Document text

.....

Professional body for Chartered Legal Executives in England and Wales

The Chartered Institute of Legal Executives (CILEX) is the professional body for paralegals, CILEX lawyers and other specialist legal professionals in England and Wales.

==History==
The original name of Institute of Legal Executives (ILEX) was established in 1963 with the help of the Law Society of England and Wales to provide a more formal process for training so-called "solicitors' clerks". Prior to that the Institute had various incarnations dating back to 1892. Charles Dickens was a solicitor's clerk (he drew on his experience for characters in his novels, and a solicitor's managing clerk is featured in John Galsworthy's 1910 play Justice).

Traditionally, a solicitor's clerk was not formally trained in law, but through experience had built up a working knowledge of specific aspects and could carry out legal paperwork as a fee earner. The creation of the Institute of Legal Executives meant that solicitors' clerks became qualified "legal executives" (holding a practising certificate and having a similar role to solicitors in practicing law). Legal Executive Lawyers gained rights that allow them to become partners in law firms, advocates with rights of audience in Court and judges.

==Royal charter status==
On 13 October 2011 the Institute of Legal Executives (as a company limited by guarantee) sought royal charter status from Queen Elizabeth II via the Privy Council.

A royal charter was granted on 30 January 2012, and the Institute of Legal Executives became the Chartered Institute of Legal Executives, otherwise known as CILEX.

==Legal qualifications==
The official legal education that CILEX provides as a route into the legal profession is the CILEX Professional Qualification (CPQ). It is designed to produce CILEX Lawyers, CILEX Advanced Paralegal and CILEX Paralegal.

==Membership==
CILEX has more than 17,000 members, all eligible to use the appropriate designatory letters depending on their membership grade and demonstrating their commitment to professional and ethical standards in the legal profession.

==Continuing Professional Development==
The CILEX Continuing Professional Development (CPD) is created to ensure that all CILEX-qualified professionals maintain and extend their knowledge and skills while improving their professional role and career. This is to continue following their professional and legal duties, plus their compliance required by CILEX Regulation.

.....

Dataset records
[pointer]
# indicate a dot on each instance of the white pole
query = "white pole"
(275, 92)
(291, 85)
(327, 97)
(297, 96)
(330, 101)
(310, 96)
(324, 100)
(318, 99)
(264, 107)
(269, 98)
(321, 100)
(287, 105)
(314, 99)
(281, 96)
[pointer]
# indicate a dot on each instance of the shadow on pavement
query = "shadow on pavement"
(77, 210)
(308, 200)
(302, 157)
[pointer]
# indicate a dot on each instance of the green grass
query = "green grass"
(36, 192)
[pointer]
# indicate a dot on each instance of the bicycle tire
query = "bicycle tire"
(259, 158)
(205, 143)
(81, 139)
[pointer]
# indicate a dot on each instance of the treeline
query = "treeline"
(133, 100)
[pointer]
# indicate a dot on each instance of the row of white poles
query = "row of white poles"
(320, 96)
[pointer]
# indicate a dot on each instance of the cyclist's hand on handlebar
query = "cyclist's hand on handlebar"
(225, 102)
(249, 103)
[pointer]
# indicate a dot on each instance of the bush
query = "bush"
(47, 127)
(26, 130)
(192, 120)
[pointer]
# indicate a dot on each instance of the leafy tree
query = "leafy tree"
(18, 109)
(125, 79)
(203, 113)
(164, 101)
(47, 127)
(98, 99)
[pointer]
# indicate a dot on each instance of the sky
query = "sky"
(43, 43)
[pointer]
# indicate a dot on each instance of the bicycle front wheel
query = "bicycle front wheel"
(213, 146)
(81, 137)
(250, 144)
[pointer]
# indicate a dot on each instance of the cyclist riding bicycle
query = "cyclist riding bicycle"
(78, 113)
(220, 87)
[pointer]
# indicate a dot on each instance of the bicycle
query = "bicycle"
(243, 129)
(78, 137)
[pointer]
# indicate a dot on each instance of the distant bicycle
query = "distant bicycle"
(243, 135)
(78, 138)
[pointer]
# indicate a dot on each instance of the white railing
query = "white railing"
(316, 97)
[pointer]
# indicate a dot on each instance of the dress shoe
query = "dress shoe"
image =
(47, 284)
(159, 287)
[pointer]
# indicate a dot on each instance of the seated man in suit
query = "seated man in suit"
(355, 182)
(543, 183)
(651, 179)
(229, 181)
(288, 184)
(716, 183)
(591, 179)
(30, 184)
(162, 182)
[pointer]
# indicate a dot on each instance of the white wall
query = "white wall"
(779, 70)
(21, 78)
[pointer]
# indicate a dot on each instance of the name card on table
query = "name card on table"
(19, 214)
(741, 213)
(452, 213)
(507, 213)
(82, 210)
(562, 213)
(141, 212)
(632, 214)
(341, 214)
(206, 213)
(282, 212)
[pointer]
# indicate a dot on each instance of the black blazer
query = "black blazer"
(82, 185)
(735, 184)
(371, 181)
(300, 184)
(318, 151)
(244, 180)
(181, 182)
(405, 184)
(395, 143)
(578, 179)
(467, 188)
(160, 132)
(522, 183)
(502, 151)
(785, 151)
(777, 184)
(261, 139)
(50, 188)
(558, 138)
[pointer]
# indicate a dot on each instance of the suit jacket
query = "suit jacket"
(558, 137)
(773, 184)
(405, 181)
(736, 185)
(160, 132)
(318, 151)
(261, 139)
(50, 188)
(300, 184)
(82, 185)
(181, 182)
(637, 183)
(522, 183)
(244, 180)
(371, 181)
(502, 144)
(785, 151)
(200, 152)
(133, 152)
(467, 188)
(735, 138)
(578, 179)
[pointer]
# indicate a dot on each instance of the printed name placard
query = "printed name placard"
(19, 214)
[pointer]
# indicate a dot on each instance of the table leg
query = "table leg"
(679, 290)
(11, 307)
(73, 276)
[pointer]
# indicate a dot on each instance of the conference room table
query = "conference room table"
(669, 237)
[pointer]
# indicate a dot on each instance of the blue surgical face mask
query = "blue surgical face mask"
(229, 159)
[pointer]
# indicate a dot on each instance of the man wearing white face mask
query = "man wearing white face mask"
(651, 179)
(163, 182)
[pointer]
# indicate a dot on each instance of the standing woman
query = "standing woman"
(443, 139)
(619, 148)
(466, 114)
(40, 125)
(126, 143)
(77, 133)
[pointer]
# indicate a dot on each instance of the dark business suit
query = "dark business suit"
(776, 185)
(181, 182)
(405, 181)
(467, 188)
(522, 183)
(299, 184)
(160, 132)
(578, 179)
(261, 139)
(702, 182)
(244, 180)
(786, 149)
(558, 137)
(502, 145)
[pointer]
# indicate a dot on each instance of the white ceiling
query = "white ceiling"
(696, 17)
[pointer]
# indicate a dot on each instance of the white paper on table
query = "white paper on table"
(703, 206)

.....

Assigned task A
Write out the stretch of the CILEX text from "The Chartered Institute of Legal Executives (CILEX)" through "1910 play Justice).", word for word.
Assigned task B
According to the CILEX text, on what date was the royal charter granted?

Worked solution A
The Chartered Institute of Legal Executives (CILEX) is the professional body for paralegals, CILEX lawyers and other specialist legal professionals in England and Wales.

==History==
The original name of Institute of Legal Executives (ILEX) was established in 1963 with the help of the Law Society of England and Wales to provide a more formal process for training so-called "solicitors' clerks". Prior to that the Institute had various incarnations dating back to 1892. Charles Dickens was a solicitor's clerk (he drew on his experience for characters in his novels, and a solicitor's managing clerk is featured in John Galsworthy's 1910 play Justice).

Worked solution B
30 January 2012.